[Input for this task — start]

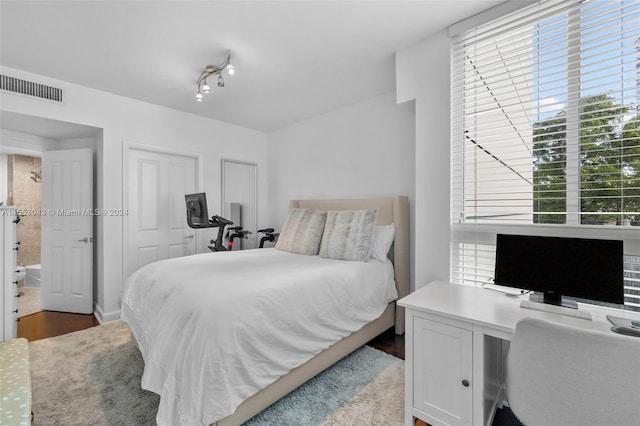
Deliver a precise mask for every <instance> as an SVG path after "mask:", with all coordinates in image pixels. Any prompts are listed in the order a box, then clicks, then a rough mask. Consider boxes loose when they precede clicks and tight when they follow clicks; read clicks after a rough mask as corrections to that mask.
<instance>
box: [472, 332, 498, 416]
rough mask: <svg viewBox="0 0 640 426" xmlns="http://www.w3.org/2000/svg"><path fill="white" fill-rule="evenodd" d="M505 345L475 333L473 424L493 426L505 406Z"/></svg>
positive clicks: (474, 340) (473, 360)
mask: <svg viewBox="0 0 640 426" xmlns="http://www.w3.org/2000/svg"><path fill="white" fill-rule="evenodd" d="M502 345H503V341H502V340H501V339H499V338H496V337H492V336H486V335H485V334H484V332H483V329H482V327H480V326H474V329H473V379H474V384H473V424H474V425H484V426H491V423H492V422H493V417H494V415H495V411H496V408H497V407H498V406H500V405H501V404H502V383H503V377H502V370H503V369H502V366H503V356H502V355H503V350H502Z"/></svg>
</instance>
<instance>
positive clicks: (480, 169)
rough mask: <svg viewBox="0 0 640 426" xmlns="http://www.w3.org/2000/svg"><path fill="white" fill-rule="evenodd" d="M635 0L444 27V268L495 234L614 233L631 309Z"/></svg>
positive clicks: (571, 1) (529, 6)
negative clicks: (444, 216)
mask: <svg viewBox="0 0 640 426" xmlns="http://www.w3.org/2000/svg"><path fill="white" fill-rule="evenodd" d="M639 23H640V2H638V1H637V0H635V1H630V0H619V1H611V0H591V1H584V0H583V1H579V0H573V1H567V0H548V1H540V2H537V3H535V4H532V5H529V6H526V7H524V8H521V9H519V10H516V11H514V12H511V13H508V14H506V15H504V16H501V17H499V18H497V19H493V20H491V21H489V22H487V23H483V24H480V25H477V26H474V27H473V28H470V29H467V30H464V31H463V32H461V33H459V34H454V35H453V37H452V49H451V54H452V62H451V63H452V129H451V135H452V235H453V242H452V272H451V278H452V280H453V281H454V282H465V283H472V284H481V283H484V282H488V281H490V280H491V278H492V276H493V264H492V262H493V256H494V244H495V234H496V233H498V232H503V233H523V234H540V235H558V236H575V237H581V236H582V237H588V238H598V237H600V238H617V239H624V241H625V252H626V253H627V252H628V253H629V255H628V256H625V265H626V268H625V269H626V273H625V288H626V290H627V291H626V293H627V296H628V297H626V301H625V305H627V307H629V308H631V309H637V310H640V271H639V270H640V258H639V257H638V256H639V255H640V24H639Z"/></svg>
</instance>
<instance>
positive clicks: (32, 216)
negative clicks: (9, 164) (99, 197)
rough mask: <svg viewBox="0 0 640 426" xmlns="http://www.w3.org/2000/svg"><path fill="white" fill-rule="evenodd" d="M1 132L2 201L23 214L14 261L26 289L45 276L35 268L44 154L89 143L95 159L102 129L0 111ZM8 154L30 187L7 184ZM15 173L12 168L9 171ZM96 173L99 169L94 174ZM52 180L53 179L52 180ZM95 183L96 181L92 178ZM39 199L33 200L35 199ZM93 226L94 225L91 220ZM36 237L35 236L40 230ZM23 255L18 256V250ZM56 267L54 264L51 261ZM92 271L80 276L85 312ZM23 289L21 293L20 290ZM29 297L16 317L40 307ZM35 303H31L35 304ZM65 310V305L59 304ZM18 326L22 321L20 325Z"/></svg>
mask: <svg viewBox="0 0 640 426" xmlns="http://www.w3.org/2000/svg"><path fill="white" fill-rule="evenodd" d="M0 132H1V139H2V145H1V146H0V202H4V203H5V204H7V205H9V204H14V205H16V207H18V209H19V210H20V211H21V212H23V213H24V215H23V217H22V218H21V223H20V224H19V225H18V238H19V240H20V249H19V251H18V255H19V261H18V264H19V265H21V266H24V267H25V270H24V275H21V276H22V279H21V280H20V281H21V283H20V285H21V286H22V287H24V288H25V289H27V290H26V291H30V289H32V288H39V289H42V288H43V284H44V283H43V281H42V280H43V275H42V273H41V269H40V268H38V266H39V265H41V264H42V262H41V261H40V260H41V256H42V250H43V249H42V231H43V225H42V219H43V214H42V197H43V196H44V195H45V191H46V189H45V186H46V185H45V186H43V179H42V178H43V176H42V155H43V153H45V152H49V151H60V150H67V149H79V148H89V149H90V151H91V152H92V156H91V159H90V161H91V162H96V158H97V156H98V155H100V154H99V152H101V147H102V130H101V129H99V128H95V127H90V126H85V125H80V124H75V123H69V122H62V121H58V120H51V119H46V118H42V117H36V116H29V115H25V114H19V113H12V112H7V111H0ZM10 156H13V157H11V158H12V160H15V161H14V164H15V165H16V170H20V173H18V174H20V175H22V179H28V180H29V181H30V185H31V186H32V188H31V189H25V187H22V189H20V188H18V187H17V186H16V187H15V188H14V189H9V187H10V176H9V171H10V170H9V167H8V165H7V159H8V158H10ZM23 160H29V163H28V164H29V167H28V168H27V169H24V167H22V166H20V167H21V168H19V167H18V166H19V163H20V162H21V161H23ZM12 174H13V173H12ZM96 175H97V174H96ZM50 183H51V182H50ZM94 183H96V181H95V179H94ZM33 185H37V187H38V189H39V190H40V194H39V197H36V196H34V195H33V192H34V191H33V190H34V188H33ZM9 191H11V192H12V194H11V195H12V199H11V200H9V197H8V195H9ZM27 193H29V198H30V200H31V201H30V202H29V203H28V204H25V203H23V202H20V201H18V199H19V198H24V197H25V196H27ZM95 194H96V191H95V185H92V186H91V188H90V197H91V198H92V199H94V200H95V198H96V197H95ZM36 200H37V201H36ZM90 226H91V227H92V228H93V227H95V224H92V225H90ZM38 234H39V236H40V237H39V238H38V237H37V236H35V237H34V235H38ZM21 252H22V253H24V254H25V256H20V255H21V254H22V253H21ZM89 256H90V258H92V260H93V262H92V263H93V264H95V257H96V255H95V250H93V248H91V250H90V254H89ZM78 265H80V266H82V262H76V263H75V264H73V263H72V264H71V269H72V271H71V273H72V274H73V273H74V272H73V271H74V268H75V267H76V266H78ZM54 268H56V272H57V271H58V268H57V265H54ZM95 276H96V275H95V271H94V272H93V273H90V274H89V276H88V278H87V279H85V280H84V285H85V286H86V288H88V289H90V290H91V295H90V296H89V304H88V306H89V307H88V311H89V313H93V307H94V303H95V300H94V296H95V295H94V294H93V293H94V283H95ZM22 292H25V290H24V289H23V291H22ZM28 299H29V297H25V298H24V299H23V296H22V295H21V297H20V299H18V310H19V312H18V316H19V317H23V316H26V315H30V314H32V313H34V312H36V311H38V310H41V309H42V308H41V306H42V305H41V303H40V300H39V299H40V297H38V298H37V299H36V301H35V302H34V303H31V306H32V307H31V308H29V305H27V303H25V302H27V301H28ZM34 305H35V306H34ZM58 310H59V311H62V312H64V311H65V310H64V309H58ZM18 326H20V323H19V324H18Z"/></svg>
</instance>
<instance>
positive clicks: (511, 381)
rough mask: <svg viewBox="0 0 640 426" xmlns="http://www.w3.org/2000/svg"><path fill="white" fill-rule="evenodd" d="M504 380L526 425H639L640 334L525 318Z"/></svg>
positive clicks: (518, 326)
mask: <svg viewBox="0 0 640 426" xmlns="http://www.w3.org/2000/svg"><path fill="white" fill-rule="evenodd" d="M506 385H507V389H506V390H507V400H508V403H509V406H510V408H511V410H512V411H513V413H514V414H515V415H516V417H518V419H519V420H520V421H521V422H522V423H524V424H525V425H527V426H536V425H544V426H550V425H563V426H567V425H581V426H585V425H611V426H613V425H620V426H630V425H640V338H637V337H632V336H625V335H620V334H615V333H613V332H602V331H596V330H589V329H587V328H583V327H571V326H568V325H565V324H559V323H555V322H551V321H544V320H540V319H536V318H523V319H522V320H520V321H519V322H518V324H517V325H516V330H515V334H514V336H513V340H512V342H511V345H510V347H509V353H508V355H507V361H506Z"/></svg>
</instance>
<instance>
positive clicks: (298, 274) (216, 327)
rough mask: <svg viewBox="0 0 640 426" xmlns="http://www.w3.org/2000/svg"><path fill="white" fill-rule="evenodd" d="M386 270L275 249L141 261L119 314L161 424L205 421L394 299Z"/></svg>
mask: <svg viewBox="0 0 640 426" xmlns="http://www.w3.org/2000/svg"><path fill="white" fill-rule="evenodd" d="M396 297H397V292H396V288H395V283H394V280H393V265H392V264H391V262H389V261H388V260H387V261H386V262H380V261H376V260H371V261H369V262H350V261H343V260H333V259H325V258H321V257H319V256H306V255H299V254H293V253H289V252H285V251H281V250H277V249H275V248H268V249H257V250H246V251H236V252H218V253H205V254H199V255H194V256H187V257H182V258H176V259H168V260H163V261H160V262H156V263H152V264H150V265H147V266H145V267H143V268H141V269H140V270H138V271H137V272H135V273H134V274H133V275H132V276H131V277H130V278H129V279H128V280H127V282H126V283H125V287H124V294H123V299H122V312H121V314H122V318H123V319H124V320H125V321H126V322H127V323H128V324H129V326H130V328H131V331H132V334H133V336H134V337H135V340H136V342H137V343H138V346H139V348H140V351H141V353H142V356H143V358H144V362H145V367H144V373H143V376H142V388H144V389H147V390H150V391H152V392H155V393H157V394H159V395H160V406H159V410H158V415H157V418H156V421H157V423H158V424H159V425H197V424H202V425H208V424H211V423H214V422H216V421H217V420H220V419H222V418H224V417H226V416H228V415H231V414H233V412H234V411H235V409H236V408H237V407H238V406H239V405H240V404H241V403H242V402H243V401H244V400H245V399H247V398H249V397H250V396H252V395H253V394H255V393H256V392H257V391H259V390H261V389H263V388H265V387H266V386H268V385H269V384H271V383H273V382H274V381H275V380H277V379H278V378H279V377H281V376H283V375H285V374H287V373H288V372H289V371H290V370H291V369H293V368H295V367H297V366H299V365H301V364H303V363H304V362H306V361H308V360H309V359H311V358H312V357H313V356H315V355H317V354H318V353H320V352H321V351H322V350H324V349H326V348H328V347H329V346H331V345H332V344H334V343H335V342H337V341H339V340H340V339H342V338H344V337H346V336H348V335H349V334H351V333H353V332H354V331H357V330H359V329H360V328H361V327H362V326H363V325H365V324H367V323H368V322H371V321H373V320H374V319H376V318H378V317H379V316H380V315H381V314H382V313H383V311H384V309H385V308H386V307H387V305H388V304H389V303H390V302H392V301H393V300H395V299H396Z"/></svg>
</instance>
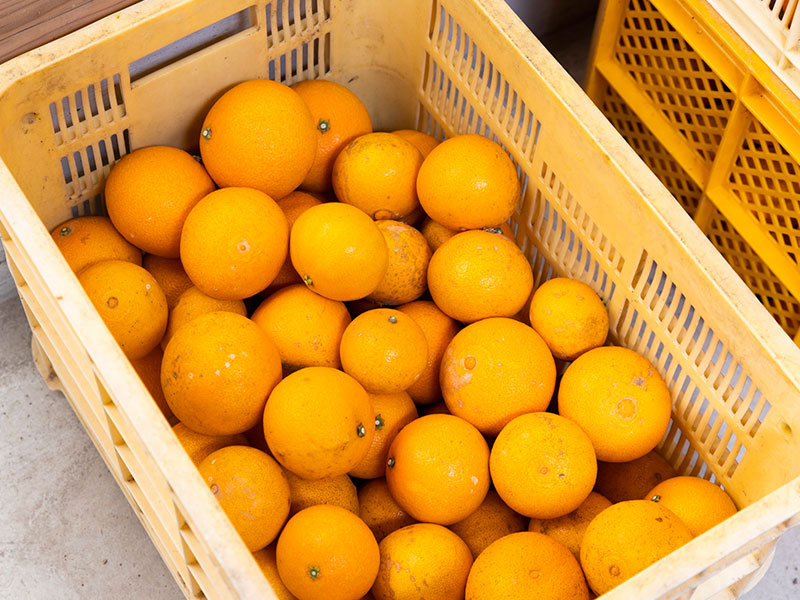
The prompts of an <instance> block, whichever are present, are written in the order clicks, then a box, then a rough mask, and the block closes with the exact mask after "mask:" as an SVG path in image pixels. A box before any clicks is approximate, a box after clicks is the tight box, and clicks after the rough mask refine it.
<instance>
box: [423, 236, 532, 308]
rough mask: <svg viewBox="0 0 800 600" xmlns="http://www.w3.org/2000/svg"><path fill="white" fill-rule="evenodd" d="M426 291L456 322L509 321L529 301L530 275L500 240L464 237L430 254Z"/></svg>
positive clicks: (519, 256) (513, 249)
mask: <svg viewBox="0 0 800 600" xmlns="http://www.w3.org/2000/svg"><path fill="white" fill-rule="evenodd" d="M428 288H429V290H430V292H431V296H432V297H433V301H434V302H436V305H437V306H438V307H439V308H440V309H441V310H442V312H444V313H445V314H446V315H448V316H450V317H452V318H454V319H456V320H458V321H463V322H464V323H472V322H474V321H478V320H480V319H485V318H487V317H513V316H514V315H516V314H517V313H518V312H519V311H520V309H521V308H522V307H523V306H524V305H525V302H527V300H528V297H529V296H530V293H531V290H532V289H533V271H532V270H531V265H530V263H529V262H528V259H527V258H525V255H524V254H523V253H522V250H520V249H519V248H517V246H516V244H514V243H513V242H511V241H509V240H508V239H507V238H505V237H504V236H503V235H500V234H496V233H490V232H488V231H465V232H463V233H459V234H457V235H455V236H453V237H452V238H450V239H449V240H447V241H446V242H445V243H444V244H442V245H441V246H440V247H439V249H438V250H437V251H436V252H434V253H433V257H432V258H431V261H430V264H429V265H428Z"/></svg>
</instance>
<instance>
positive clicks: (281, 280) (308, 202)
mask: <svg viewBox="0 0 800 600" xmlns="http://www.w3.org/2000/svg"><path fill="white" fill-rule="evenodd" d="M276 202H277V203H278V206H279V207H280V209H281V210H282V211H283V214H284V215H285V216H286V222H287V223H288V224H289V234H291V232H292V226H293V225H294V222H295V221H296V220H297V218H298V217H299V216H300V215H302V214H303V213H304V212H305V211H307V210H308V209H309V208H311V207H312V206H317V205H319V204H322V201H321V200H318V199H317V198H315V197H314V196H312V195H311V194H307V193H305V192H301V191H294V192H292V193H291V194H287V195H286V196H284V197H283V198H281V199H280V200H277V201H276ZM293 283H303V280H302V279H300V275H298V274H297V271H295V270H294V266H292V259H291V257H290V256H289V253H288V252H287V253H286V260H284V261H283V265H281V270H280V271H278V274H277V275H276V276H275V279H273V280H272V282H271V283H270V284H269V287H267V290H266V291H268V292H272V291H274V290H277V289H280V288H282V287H285V286H287V285H291V284H293Z"/></svg>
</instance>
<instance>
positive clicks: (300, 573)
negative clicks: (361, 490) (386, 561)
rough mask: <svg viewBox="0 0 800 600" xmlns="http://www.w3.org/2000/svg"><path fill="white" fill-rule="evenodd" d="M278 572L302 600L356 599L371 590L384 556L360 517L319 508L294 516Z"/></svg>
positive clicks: (280, 541) (337, 506) (320, 504)
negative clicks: (369, 589)
mask: <svg viewBox="0 0 800 600" xmlns="http://www.w3.org/2000/svg"><path fill="white" fill-rule="evenodd" d="M276 557H277V562H278V573H279V574H280V577H281V580H282V581H283V583H284V584H285V585H286V587H287V588H288V589H289V591H290V592H291V593H293V594H294V595H295V596H297V597H298V598H299V599H300V600H356V599H359V598H362V597H363V596H364V595H365V594H366V593H367V592H368V591H369V589H370V588H371V587H372V583H373V582H374V581H375V576H376V575H377V574H378V566H379V563H380V552H379V550H378V542H376V541H375V536H374V535H372V532H371V531H370V530H369V527H367V526H366V524H365V523H364V521H362V520H361V519H360V518H359V517H358V516H356V515H354V514H353V513H351V512H350V511H349V510H346V509H344V508H341V507H340V506H331V505H328V504H318V505H317V506H311V507H309V508H306V509H305V510H301V511H300V512H299V513H297V514H296V515H294V516H293V517H292V518H291V519H289V522H288V523H286V526H285V527H284V528H283V532H281V535H280V537H279V538H278V547H277V552H276Z"/></svg>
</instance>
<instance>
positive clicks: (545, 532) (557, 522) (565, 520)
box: [528, 492, 611, 560]
mask: <svg viewBox="0 0 800 600" xmlns="http://www.w3.org/2000/svg"><path fill="white" fill-rule="evenodd" d="M609 506H611V501H609V500H608V498H606V497H605V496H601V495H600V494H598V493H597V492H592V493H591V494H589V495H588V496H587V498H586V500H584V501H583V503H582V504H581V505H580V506H579V507H578V508H576V509H575V510H573V511H572V512H571V513H569V514H566V515H564V516H563V517H556V518H555V519H531V520H530V522H529V523H528V531H536V532H537V533H543V534H545V535H549V536H550V537H551V538H553V539H554V540H556V541H558V542H561V543H562V544H564V545H565V546H566V547H567V548H569V551H570V552H572V555H573V556H574V557H575V558H576V559H577V560H580V553H581V541H582V540H583V534H584V533H586V528H587V527H589V523H591V522H592V519H594V518H595V517H596V516H597V515H599V514H600V513H601V512H603V511H604V510H605V509H607V508H608V507H609Z"/></svg>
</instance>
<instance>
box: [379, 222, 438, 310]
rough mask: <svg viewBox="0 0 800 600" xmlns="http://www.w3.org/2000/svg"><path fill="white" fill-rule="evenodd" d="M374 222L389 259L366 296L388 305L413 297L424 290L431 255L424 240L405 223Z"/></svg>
mask: <svg viewBox="0 0 800 600" xmlns="http://www.w3.org/2000/svg"><path fill="white" fill-rule="evenodd" d="M377 225H378V229H380V231H381V233H382V234H383V237H384V239H385V240H386V247H387V249H388V251H389V262H388V265H387V267H386V273H385V274H384V276H383V279H381V282H380V283H379V284H378V287H377V288H375V290H374V291H373V292H372V293H371V294H370V295H369V296H367V298H369V299H370V300H372V301H374V302H377V303H379V304H383V305H389V306H394V305H397V304H405V303H406V302H411V301H412V300H416V299H417V298H419V297H420V296H421V295H422V294H424V293H425V290H427V289H428V263H429V262H430V260H431V254H432V252H431V249H430V247H429V246H428V242H426V241H425V238H424V237H423V235H422V234H421V233H420V232H419V231H417V230H416V229H414V228H413V227H411V226H410V225H406V224H405V223H401V222H399V221H392V220H389V219H387V220H384V221H378V222H377Z"/></svg>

[Input for this task — finish]

§ Exercise aim: Reproduce the lines of the items verbatim, from the beginning of the items through the line containing "345L475 333L473 424L493", inclusive. Omit the pictures from your answer.

§ Task solution:
Deliver a precise mask for every <instance> as an SVG path after "mask:", with all coordinates in image pixels. Any prompts are listed in the order a box, then clicks, then a rough mask. Consider boxes loose when they precede clicks and tight when they follow clicks; read clicks after a rough mask as corrections to that mask.
<instance>
box: [472, 332, 498, 416]
rough mask: <svg viewBox="0 0 640 426" xmlns="http://www.w3.org/2000/svg"><path fill="white" fill-rule="evenodd" d="M505 345L475 333L473 424L493 426L505 406Z"/></svg>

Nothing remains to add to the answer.